(What the task asks) Revise these records by replacing "sky background" with "open sky" everywhere it occurs, and leave everything else unchanged.

--- Data listing ---

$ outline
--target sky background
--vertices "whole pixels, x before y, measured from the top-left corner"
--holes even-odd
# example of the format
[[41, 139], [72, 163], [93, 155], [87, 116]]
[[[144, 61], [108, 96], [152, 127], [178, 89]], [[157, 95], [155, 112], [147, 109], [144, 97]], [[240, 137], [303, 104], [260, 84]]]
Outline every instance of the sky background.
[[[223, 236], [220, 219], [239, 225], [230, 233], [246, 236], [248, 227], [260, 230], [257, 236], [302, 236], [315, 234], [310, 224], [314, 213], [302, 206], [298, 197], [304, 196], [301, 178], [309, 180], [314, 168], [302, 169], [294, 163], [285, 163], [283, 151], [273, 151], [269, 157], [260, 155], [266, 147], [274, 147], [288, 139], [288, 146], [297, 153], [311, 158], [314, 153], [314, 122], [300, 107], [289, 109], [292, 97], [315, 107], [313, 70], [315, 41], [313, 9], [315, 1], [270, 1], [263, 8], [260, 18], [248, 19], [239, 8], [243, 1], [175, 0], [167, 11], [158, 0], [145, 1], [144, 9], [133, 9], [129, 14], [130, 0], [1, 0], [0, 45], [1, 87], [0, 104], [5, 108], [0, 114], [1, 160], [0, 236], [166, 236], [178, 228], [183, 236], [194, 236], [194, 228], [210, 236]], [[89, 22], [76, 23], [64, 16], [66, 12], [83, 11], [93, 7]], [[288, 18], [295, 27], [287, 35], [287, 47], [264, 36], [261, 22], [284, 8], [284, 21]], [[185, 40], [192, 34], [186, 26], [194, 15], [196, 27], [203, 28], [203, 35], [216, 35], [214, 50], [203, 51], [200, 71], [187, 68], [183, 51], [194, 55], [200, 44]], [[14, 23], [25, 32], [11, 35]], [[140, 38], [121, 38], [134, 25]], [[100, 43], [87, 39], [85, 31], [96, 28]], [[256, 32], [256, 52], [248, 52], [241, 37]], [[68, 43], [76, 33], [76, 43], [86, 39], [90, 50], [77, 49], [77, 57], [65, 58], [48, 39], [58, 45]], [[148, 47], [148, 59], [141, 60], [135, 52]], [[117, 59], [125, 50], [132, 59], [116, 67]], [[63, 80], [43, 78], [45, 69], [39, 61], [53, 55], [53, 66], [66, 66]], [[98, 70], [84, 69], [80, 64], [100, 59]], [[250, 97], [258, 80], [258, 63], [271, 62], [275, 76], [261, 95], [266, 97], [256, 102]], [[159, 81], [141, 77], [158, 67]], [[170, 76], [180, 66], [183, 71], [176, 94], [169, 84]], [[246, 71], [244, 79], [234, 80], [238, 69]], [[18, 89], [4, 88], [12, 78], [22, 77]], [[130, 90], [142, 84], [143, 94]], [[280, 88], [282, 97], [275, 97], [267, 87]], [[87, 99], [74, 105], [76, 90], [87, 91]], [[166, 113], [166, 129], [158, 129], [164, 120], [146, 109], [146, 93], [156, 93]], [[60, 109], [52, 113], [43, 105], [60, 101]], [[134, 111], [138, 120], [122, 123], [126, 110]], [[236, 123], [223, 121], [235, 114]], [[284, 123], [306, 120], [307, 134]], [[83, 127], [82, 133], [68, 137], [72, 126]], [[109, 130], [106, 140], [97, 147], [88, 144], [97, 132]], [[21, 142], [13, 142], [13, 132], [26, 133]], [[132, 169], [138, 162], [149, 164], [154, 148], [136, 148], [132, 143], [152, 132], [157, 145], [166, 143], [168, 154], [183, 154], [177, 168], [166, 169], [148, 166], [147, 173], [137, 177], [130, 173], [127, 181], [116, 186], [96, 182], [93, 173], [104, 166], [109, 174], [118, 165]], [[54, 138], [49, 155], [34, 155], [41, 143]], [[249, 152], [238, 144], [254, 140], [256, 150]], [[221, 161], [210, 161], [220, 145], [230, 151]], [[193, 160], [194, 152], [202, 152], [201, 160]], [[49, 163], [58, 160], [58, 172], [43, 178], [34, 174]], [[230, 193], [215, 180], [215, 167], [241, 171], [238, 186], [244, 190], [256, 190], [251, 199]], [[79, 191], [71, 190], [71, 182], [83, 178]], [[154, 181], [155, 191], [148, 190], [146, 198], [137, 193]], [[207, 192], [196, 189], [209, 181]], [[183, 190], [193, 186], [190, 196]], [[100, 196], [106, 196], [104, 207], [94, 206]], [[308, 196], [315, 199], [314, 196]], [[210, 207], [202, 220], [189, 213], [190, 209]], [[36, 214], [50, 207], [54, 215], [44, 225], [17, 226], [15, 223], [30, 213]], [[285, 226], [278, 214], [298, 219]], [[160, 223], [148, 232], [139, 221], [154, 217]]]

---

(Correct output)
$ outline
--target open sky
--vertices "whole pixels, x before y, measured from the top-left corner"
--holes even-odd
# example of the format
[[41, 139], [72, 163], [93, 155], [87, 116]]
[[[144, 61], [108, 96], [152, 127], [178, 89]], [[157, 95], [155, 112], [147, 109], [144, 97]], [[240, 137], [303, 104], [260, 84]]]
Outline every instance of the open sky.
[[[223, 236], [220, 219], [239, 225], [230, 233], [246, 236], [248, 227], [260, 230], [257, 236], [302, 236], [315, 234], [310, 224], [314, 213], [302, 206], [298, 197], [304, 196], [301, 178], [309, 180], [314, 168], [302, 169], [294, 163], [285, 163], [283, 151], [273, 151], [269, 157], [260, 155], [266, 147], [274, 147], [288, 139], [288, 146], [297, 153], [311, 158], [314, 153], [314, 122], [300, 107], [289, 109], [292, 97], [315, 107], [313, 70], [315, 41], [313, 9], [315, 1], [270, 1], [263, 8], [260, 18], [248, 19], [239, 8], [243, 1], [175, 0], [167, 11], [158, 0], [145, 1], [144, 9], [133, 9], [129, 14], [130, 0], [1, 0], [0, 45], [1, 87], [0, 104], [5, 108], [0, 114], [1, 160], [0, 236], [166, 236], [178, 228], [183, 236], [194, 236], [194, 228], [210, 236]], [[89, 22], [76, 23], [64, 16], [66, 12], [83, 11], [93, 7]], [[288, 18], [295, 27], [287, 35], [287, 47], [264, 36], [261, 22], [284, 8], [284, 21]], [[185, 40], [192, 34], [186, 26], [194, 15], [196, 27], [203, 28], [203, 35], [216, 35], [214, 50], [203, 51], [200, 71], [187, 68], [183, 51], [194, 55], [200, 44]], [[14, 23], [25, 32], [11, 35]], [[140, 38], [121, 38], [134, 25]], [[100, 43], [87, 39], [85, 31], [96, 28]], [[256, 32], [256, 52], [248, 52], [241, 37]], [[68, 43], [76, 33], [76, 43], [86, 39], [90, 50], [77, 49], [77, 57], [65, 58], [48, 39], [58, 45]], [[148, 47], [148, 59], [141, 60], [135, 52]], [[117, 59], [125, 50], [132, 59], [116, 67]], [[63, 80], [43, 78], [45, 69], [39, 61], [53, 55], [53, 66], [66, 66]], [[98, 70], [84, 69], [80, 64], [100, 59]], [[250, 97], [258, 80], [258, 63], [271, 62], [275, 76], [261, 95], [266, 97], [256, 102]], [[159, 81], [141, 77], [158, 67]], [[170, 76], [180, 66], [183, 71], [176, 94], [169, 84]], [[246, 71], [244, 79], [234, 80], [238, 69]], [[18, 89], [4, 88], [12, 78], [22, 77]], [[130, 90], [142, 84], [143, 94]], [[280, 88], [282, 97], [275, 97], [267, 87]], [[87, 99], [74, 105], [76, 90], [87, 91]], [[166, 113], [166, 129], [158, 129], [164, 120], [146, 109], [146, 93], [156, 93]], [[60, 109], [52, 113], [43, 105], [60, 101]], [[134, 111], [138, 120], [122, 123], [126, 110]], [[236, 123], [223, 121], [235, 114]], [[284, 123], [306, 120], [307, 134]], [[83, 127], [82, 133], [68, 137], [72, 126]], [[109, 130], [106, 140], [97, 147], [88, 144], [97, 132]], [[21, 142], [13, 142], [13, 132], [26, 133]], [[132, 169], [138, 162], [149, 164], [154, 148], [136, 148], [132, 143], [152, 132], [157, 145], [166, 143], [168, 154], [183, 154], [177, 168], [166, 169], [148, 166], [147, 173], [137, 177], [130, 173], [127, 181], [116, 186], [96, 182], [93, 173], [104, 166], [109, 174], [118, 165]], [[54, 138], [49, 155], [34, 155], [41, 143]], [[249, 152], [238, 144], [254, 140], [256, 150]], [[221, 161], [210, 161], [220, 145], [230, 151]], [[193, 160], [194, 152], [202, 152], [201, 160]], [[49, 163], [58, 160], [58, 172], [43, 178], [34, 174]], [[230, 193], [215, 180], [215, 167], [241, 171], [238, 186], [244, 190], [256, 190], [251, 199]], [[79, 191], [71, 190], [71, 182], [83, 178]], [[154, 181], [155, 191], [148, 190], [146, 198], [137, 193]], [[207, 192], [196, 189], [209, 181]], [[183, 190], [193, 186], [190, 196]], [[100, 196], [106, 196], [104, 207], [94, 206]], [[308, 196], [315, 199], [314, 196]], [[210, 207], [202, 220], [189, 213], [190, 209]], [[36, 214], [50, 207], [54, 215], [44, 225], [17, 226], [15, 223], [30, 213]], [[285, 226], [278, 214], [298, 219]], [[160, 223], [148, 232], [139, 221], [154, 217]]]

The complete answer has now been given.